Propos recueillis en express à la terrasse d'un bistrot du XVème
arrondissement, entre métro aérien, circulation animée
et foule de badauds en bruit de fond.
Vous aviez donc envie à
votre tour de faire de la télévision ?
Je n'éprouvais ni envie spéciale ni refus catégorique.
J'attendais, avant d'accepter, qu'on me propose quelque chose qui avait
une raison d'être à la télévision plutôt
qu'au cinéma. Dans le cas des "Liaisons dangereuses",
puisqu'il s'agit d'une série en trois épisodes, on a tout
le temps de rentrer, d'approfondir les personnages, ce qu'on ne peut pas
toujours faire au cinéma.
Vous connaissiez Josée
Dayan auparavant ?
J'avais vu ses réalisations. Et puis je l'ai rencontrée
par hasard à New York, où nous avons dîné ensemble
et parlé d'une telle éventualité. Comme je ne m'y
suis pas opposée, elle s'est très vite arrangée pour
concrétiser mon envie, si envie il y avait. Elle a une personnalité
à la fois si forte, directe, et si délicate. Je me suis
dit pourquoi pas ?
Le rôle de Madame de Merteuil
avait aussi de quoi séduire !
C'est un personnage comme il est rare d'en trouver au cinéma, qui
existe davantage au théâtre. Le genre de rôle qu'à
un certain moment dans la carrière d'une actrice, on ne vous propose
pas. C'est un grand personnage, parce que c'est une femme amoureuse. Même
si elle est perverse. Mais on a toutes les excuses lorsqu'on est amoureux.
Il y a de la violence, de la force, de la jalousie dans ce personnage
qui est aussi une femme de goût.
Vous dites que sa grande féminité
vous a séduite. C'est donc un personnage qui vous ressemble ?
Comme on l'a traitée dans le film, pas vraiment. Moi, je suis une
femme sentimentale, directe, entière. Quand je suis amoureuse,
je ne calcule pas, je ne cherche pas le pouvoir.

→ **Extrait de données**
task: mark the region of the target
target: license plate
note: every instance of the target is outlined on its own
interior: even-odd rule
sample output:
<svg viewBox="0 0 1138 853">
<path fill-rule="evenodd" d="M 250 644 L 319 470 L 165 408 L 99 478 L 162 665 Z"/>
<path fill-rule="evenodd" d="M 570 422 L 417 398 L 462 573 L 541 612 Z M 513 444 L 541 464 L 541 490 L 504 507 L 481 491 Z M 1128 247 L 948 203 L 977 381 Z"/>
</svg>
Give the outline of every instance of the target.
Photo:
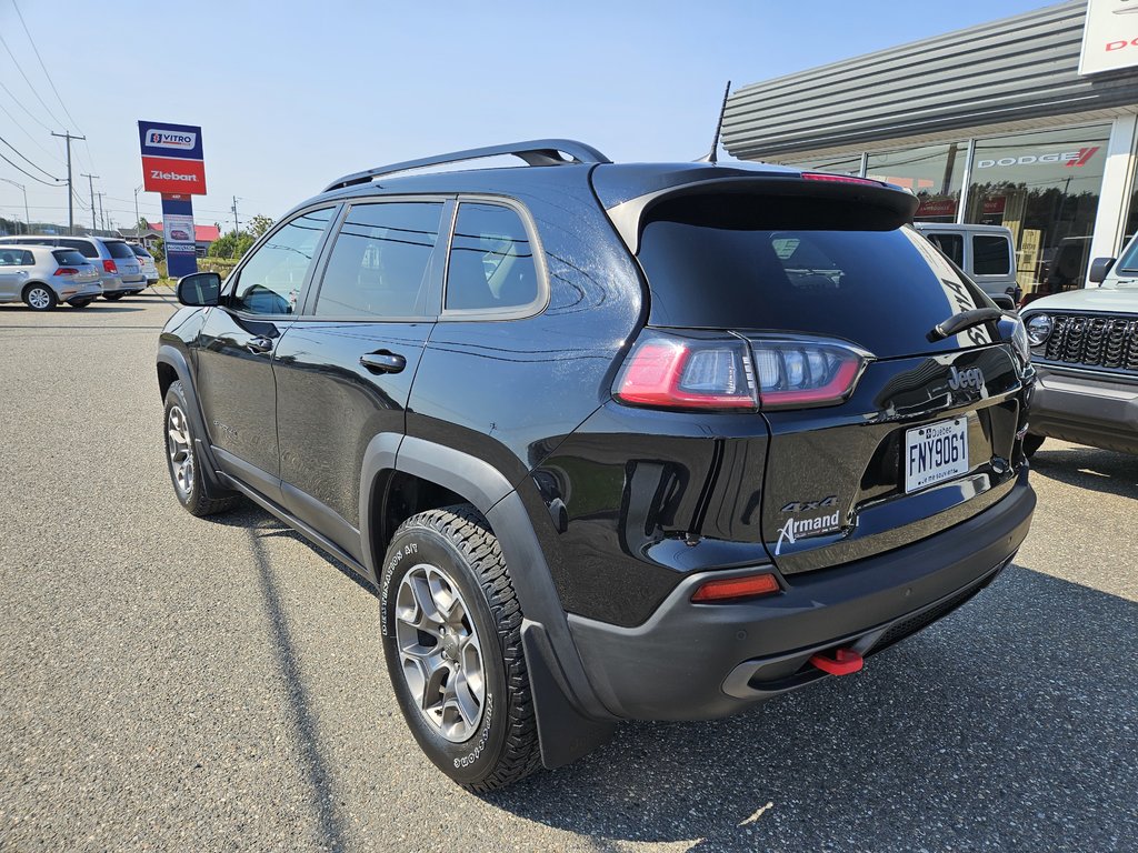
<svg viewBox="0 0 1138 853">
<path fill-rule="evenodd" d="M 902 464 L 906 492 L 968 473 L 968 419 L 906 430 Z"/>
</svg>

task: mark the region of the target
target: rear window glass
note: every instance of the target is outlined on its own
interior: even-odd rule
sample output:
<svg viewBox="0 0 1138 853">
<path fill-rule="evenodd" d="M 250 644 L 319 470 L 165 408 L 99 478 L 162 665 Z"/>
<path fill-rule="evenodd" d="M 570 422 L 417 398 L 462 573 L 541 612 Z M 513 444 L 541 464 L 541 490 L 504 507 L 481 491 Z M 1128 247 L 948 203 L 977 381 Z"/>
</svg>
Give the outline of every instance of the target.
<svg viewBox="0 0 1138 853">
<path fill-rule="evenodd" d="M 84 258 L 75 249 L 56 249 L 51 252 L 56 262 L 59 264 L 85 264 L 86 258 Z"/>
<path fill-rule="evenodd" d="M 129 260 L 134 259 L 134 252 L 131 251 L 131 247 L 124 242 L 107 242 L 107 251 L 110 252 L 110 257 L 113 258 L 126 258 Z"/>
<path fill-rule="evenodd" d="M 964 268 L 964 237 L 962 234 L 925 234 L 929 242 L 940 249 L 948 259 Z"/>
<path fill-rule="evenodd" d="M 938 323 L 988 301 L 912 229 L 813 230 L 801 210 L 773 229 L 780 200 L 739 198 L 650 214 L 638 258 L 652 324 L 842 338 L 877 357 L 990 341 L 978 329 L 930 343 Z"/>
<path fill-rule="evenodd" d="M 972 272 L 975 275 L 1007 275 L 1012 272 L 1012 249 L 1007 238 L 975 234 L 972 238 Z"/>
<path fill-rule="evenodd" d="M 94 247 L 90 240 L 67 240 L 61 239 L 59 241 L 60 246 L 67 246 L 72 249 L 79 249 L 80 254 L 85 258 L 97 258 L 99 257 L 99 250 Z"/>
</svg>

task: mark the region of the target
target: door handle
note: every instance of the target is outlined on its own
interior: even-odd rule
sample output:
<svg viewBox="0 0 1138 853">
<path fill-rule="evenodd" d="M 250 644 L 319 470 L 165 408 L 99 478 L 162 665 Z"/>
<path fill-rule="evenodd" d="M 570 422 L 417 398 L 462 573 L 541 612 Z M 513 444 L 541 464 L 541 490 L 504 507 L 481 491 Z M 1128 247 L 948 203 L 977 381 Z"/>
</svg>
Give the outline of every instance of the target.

→ **Consignes**
a – D'après l'entretien, pourquoi le projet des « Liaisons dangereuses » avait-il sa place à la télévision plutôt qu'au cinéma ? Répondez en une à trois phrases.
b – Dans l'entretien, dans quelle ville a eu lieu la rencontre fortuite avec Josée Dayan ?
c – Écrivez la suite de l'entretien à partir de sa dernière phrase.

→ **Réponses dans l'ordre**
a – Il s'agit d'une série en trois épisodes, ce qui laisse tout le temps d'entrer dans les personnages et de les approfondir. Au cinéma, on ne peut pas toujours le faire.

b – À New York.

c –
Vous n'êtes donc pas manipulatrice
?
Peut-être que lorsque je suis amoureuse, mon sentiment l'amène
à l'être. Mais c'est indépendant de moi. C'est inconscient.
Que pensez-vous des tenues que
Jean-Paul Gaultier a créées pour vous ?
Il a relevé le défi des années 60 avec force. Il
a vraiment fait du sur mesure. Mais je l'admirais déjà avant.
J'assistais à tous ses défilés de haute couture et
je portais déjà volontiers ses tenues.
Est-ce à dire qu'il pourrait
désormais vous habiller, puisque Yves Saint Laurent a arrêté
ses créations ?
Là, il s'agit de costumes de film. Que ce soit clair. Je ne passe
pas d'Yves Saint Laurent à Jean-Paul Gaultier. Je continuerai longtemps
à porter du Saint Laurent, car ses créations sont indémodables,
et je porterai aussi des vêtements de Jean-Paul Gaultier, car je
le faisais déjà avant.
Un tournage de télévision,
ça a dû vous changer du cinéma, j'imagine !
C'est un rythme rapide auquel je n'étais pas habituée. D'autant
plus que Josée Dayan fait en trois mois ce qui en prendrait cinq
à un autre metteur en scène. C'est rapide ! Alors forcément,
il y a des choses qui passent à la guillotine. Mais il y a une
telle énergie qui se dégage d'elle. Tout cela ne m'a pas
dérangée.
Vous étiez toujours d'accord
?
Je comprends ses choix. On a beaucoup de goûts en commun. Elle a
le sens de la musique. Et comme téléspectatrice, j'ai toujours
apprécié son travail. J'avais aimé ses scènes
d'amour dans ses précédentes uvres.
Là-dessus, la réalisatrice
est venue nous rejoindre et, sans attendre, a arraché Mademoiselle
Deneuve à mes jusque-là bien anodines questions. Dont acte
tronqué.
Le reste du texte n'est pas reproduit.